> **WORK TO COMPLETE**:
[a] In the forum thread about where people wear their suits, what does Sar do before walking into a mall in suit?
[b] Carry the forum thread about where people wear their suits forward from the point where it stops.

> **EXERCISE TEXT**:
================

I went to school in a partial once. Noone could tell it was me. (I had clothes that I would wear usually on).Home, shopping would be good to goof about.Hanging out with amine friends has been done. But they saw through it kinda fast.Wouldnt go to a restaurant though, invade I spill something over it. Pub maybe.


----------



## IkodoMoonstrife (Aug 26, 2011)

A lot of the choices are places I would not usually wear a suit, but at the same time a lot of them are situational.


----------



## ArticSkyWolf (Aug 26, 2011)

always at home, at cons, sometimes outside, in the winter


----------



## mesomelas (Aug 26, 2011)

Ski slopes
mountains/camping
Halloween
city events


----------



## SnowyD (Aug 26, 2011)

Azure said:


> We should do this together. LET US CHEER UP OLD PEOPLE!



I can totally see this going wrong haha.


----------



## Sar (Aug 26, 2011)

ArticSkyWolf said:


> if i had one, i would first wear it at home, then wear it to school for halloween. for the mall, maybe.


 mall is a good spot. Also local supermarket. FUN!


----------



## b-anon (Aug 26, 2011)

Adult movies?

was anyone gonna say that....?

(crickets.....crickets.....crickets......crickets......)


----------



## Fay V (Aug 26, 2011)

Sarukai said:


> mall is a good spot. Also local supermarket. FUN!



Not unless you want to be banned from the Mall for life.


----------



## Stargazer Bleu (Aug 26, 2011)

Besides a con I would say, at home tho thats not to often.
To a fur meet.  A few times I have with friends.  If with a few others maybe, like Halloween, bowling, or like some kind of volunteer events.


----------



## isaxxsaix (Aug 27, 2011)

Ehh at home or a cosplay outing with my friends XD


----------



## Sar (Aug 27, 2011)

Fay V said:


> Not unless you want to be banned from the Mall for life.


Glad you brought that up. I play it safe and ask security and also the manager (out of suit) nicely before going in with the suit on. If they are not cool with it, its not the end of the world. You will just have find somewhere else to go to.


----------



## Fay V (Aug 27, 2011)

Sarukai said:


> Glad you brought that up. I play it safe and ask security and also the manager (out of suit) nicely before going in with the suit on. If they are not cool with it, its not the end of the world. You will just have find somewhere else to go to.



ah yes. that's different then. I'm just so used to new suiters going "I'm gonna suit at the mall" and thinking they can walk in and be fine. The easter bunny does it, why can't I? >.<


----------



## Sar (Aug 27, 2011)

Fay V said:


> ah yes. that's different then. I'm just so used to new suiters going "I'm gonna suit at the mall" and thinking they can walk in and be fine. The easter bunny does it, why can't I? >.<


 I like to plan stuff before I do it. Makes my life easier. ^_^


----------



## IkodoMoonstrife (Aug 29, 2011)

================

(Referring expression pointing data)
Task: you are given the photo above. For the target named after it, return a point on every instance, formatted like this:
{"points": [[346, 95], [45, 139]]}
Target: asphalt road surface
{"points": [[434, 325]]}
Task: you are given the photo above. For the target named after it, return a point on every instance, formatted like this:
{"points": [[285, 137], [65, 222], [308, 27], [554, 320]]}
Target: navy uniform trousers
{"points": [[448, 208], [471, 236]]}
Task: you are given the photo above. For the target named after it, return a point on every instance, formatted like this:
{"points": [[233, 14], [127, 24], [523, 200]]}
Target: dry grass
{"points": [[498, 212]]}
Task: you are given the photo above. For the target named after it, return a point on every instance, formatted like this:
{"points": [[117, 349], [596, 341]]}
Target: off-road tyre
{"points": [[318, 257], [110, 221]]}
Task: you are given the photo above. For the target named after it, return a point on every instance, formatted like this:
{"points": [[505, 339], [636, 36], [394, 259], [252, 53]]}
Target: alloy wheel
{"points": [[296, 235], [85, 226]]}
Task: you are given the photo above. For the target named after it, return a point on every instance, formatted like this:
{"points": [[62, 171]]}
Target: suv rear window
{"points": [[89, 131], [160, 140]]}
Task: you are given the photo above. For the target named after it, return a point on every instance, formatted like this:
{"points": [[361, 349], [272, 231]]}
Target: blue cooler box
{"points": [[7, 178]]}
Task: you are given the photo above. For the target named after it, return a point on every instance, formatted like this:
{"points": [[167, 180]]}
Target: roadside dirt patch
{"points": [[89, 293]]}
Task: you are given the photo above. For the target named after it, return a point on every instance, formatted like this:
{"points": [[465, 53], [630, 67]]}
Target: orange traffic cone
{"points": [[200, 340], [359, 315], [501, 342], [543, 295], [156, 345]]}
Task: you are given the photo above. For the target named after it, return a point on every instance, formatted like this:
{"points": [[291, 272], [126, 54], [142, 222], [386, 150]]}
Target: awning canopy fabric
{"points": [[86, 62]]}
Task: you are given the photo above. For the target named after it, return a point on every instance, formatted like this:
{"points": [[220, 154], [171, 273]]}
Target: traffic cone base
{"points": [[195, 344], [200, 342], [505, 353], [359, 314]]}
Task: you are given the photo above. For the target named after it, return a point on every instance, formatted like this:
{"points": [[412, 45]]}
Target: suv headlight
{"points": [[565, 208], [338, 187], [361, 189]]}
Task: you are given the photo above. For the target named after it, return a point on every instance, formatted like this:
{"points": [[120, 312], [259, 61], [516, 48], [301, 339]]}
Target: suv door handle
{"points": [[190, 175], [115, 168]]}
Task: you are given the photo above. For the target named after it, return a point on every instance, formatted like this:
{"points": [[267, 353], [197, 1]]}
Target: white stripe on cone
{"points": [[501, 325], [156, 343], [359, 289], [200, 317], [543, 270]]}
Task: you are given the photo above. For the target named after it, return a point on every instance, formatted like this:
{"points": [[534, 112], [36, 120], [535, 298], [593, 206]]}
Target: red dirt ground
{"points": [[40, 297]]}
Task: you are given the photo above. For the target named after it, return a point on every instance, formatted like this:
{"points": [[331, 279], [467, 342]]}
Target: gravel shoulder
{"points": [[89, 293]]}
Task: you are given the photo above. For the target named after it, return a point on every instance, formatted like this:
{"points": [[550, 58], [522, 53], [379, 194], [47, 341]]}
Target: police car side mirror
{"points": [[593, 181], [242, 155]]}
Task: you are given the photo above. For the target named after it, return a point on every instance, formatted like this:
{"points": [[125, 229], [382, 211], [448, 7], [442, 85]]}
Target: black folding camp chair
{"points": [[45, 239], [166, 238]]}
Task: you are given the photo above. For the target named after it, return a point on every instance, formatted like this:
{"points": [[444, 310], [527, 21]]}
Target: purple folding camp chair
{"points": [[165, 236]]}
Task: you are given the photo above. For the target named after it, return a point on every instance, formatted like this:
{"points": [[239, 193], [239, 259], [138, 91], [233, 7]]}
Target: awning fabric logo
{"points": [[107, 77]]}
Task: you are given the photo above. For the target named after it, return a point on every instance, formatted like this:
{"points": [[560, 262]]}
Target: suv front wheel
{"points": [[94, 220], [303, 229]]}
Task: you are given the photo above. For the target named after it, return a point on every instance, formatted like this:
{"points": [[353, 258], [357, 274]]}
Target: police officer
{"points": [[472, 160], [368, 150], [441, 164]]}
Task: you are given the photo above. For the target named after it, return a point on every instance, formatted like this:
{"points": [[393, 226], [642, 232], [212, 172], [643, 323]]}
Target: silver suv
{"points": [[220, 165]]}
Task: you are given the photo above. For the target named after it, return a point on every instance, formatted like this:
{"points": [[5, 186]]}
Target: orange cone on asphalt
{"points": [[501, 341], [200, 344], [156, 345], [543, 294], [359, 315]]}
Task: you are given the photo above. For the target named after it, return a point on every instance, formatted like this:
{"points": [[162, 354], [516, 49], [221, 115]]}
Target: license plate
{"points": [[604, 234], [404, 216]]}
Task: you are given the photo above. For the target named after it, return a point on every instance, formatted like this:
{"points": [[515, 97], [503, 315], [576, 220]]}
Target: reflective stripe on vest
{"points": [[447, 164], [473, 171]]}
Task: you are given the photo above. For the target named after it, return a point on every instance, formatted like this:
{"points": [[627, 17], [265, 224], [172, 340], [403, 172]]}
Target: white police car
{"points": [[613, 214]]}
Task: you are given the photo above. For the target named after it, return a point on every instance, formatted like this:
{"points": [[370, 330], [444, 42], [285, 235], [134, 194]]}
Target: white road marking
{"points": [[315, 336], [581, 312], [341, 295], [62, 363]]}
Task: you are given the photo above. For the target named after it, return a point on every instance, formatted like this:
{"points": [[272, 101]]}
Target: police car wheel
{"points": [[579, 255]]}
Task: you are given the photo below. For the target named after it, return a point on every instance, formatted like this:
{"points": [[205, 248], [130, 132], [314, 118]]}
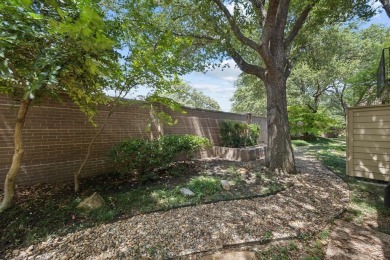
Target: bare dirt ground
{"points": [[315, 200]]}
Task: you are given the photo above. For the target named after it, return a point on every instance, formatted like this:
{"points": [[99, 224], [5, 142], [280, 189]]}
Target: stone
{"points": [[242, 255], [225, 184], [94, 201], [187, 192]]}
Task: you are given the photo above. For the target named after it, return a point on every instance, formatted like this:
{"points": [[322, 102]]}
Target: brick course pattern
{"points": [[56, 136]]}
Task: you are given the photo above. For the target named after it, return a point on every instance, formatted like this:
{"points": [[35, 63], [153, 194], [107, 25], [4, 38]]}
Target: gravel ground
{"points": [[316, 197]]}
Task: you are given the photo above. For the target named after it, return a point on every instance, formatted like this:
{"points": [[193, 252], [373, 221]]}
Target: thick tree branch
{"points": [[281, 18], [258, 6], [386, 6], [235, 28], [196, 36], [247, 67], [268, 32], [298, 24]]}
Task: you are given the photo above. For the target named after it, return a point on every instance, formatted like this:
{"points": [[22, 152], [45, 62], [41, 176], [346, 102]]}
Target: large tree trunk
{"points": [[279, 156], [9, 185]]}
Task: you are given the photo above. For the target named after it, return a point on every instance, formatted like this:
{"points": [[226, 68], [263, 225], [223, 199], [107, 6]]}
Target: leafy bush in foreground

================

> **ANSWERS BY TASK**:
[a] Sar asks security and the manager (out of suit) nicely before going in with the suit on.

[b]
I'm glad I read this thread.  I'm a fairly new suiter and there are a lot of public places that I had considered going in suit if I was furry friends, but I had not thought of asking permission, which now that I think about it, is extremely important.  However, I probably wouldn't have been able to find the courage to actually put the suit on in most of those places anyways


----------



## Sar (Aug 29, 2011)

IkodoMoonstrife said:


> I'm glad I read this thread.  I'm a fairly new suiter and there are a lot of public places that I had considered going in suit if I was furry friends, but I had not thought of asking permission, which now that I think about it, is extremely important.  However, I probably wouldn't have been able to find the courage to actually put the suit on in most of those places anyways


 asking for permission is recommended as some places may have rules against wearing costumes/fursuits (not came across any that have.). Play it safe and ask to avoid hassle by security.


----------



## Venu.Shade (Aug 29, 2011)

once i get my partial suit (and the money to buy it) i am totally going to just wear it everywhere! i mean like putting it in my car and then putting it on when i get out and walking around the mall in it, going to where i work in it (and taking it off before i work) and things like that. it would be so fun!


----------



## Kaluna (Aug 29, 2011)

Well, when I get my fursuit I'm gonna wear it lots of places! It should be here within the next month or so.
I intend to take it to my university when I don't have classes, HSU is a really open-minded school and I'm confident that it will be received well.
I also plan to scope out a few stores and get permission to go suiting there.
Also, I want to find a preschool to suit at to make all the little kiddies smile. Fayv inspired me to do this because of all of the things I've seen her post about how rewarding it is.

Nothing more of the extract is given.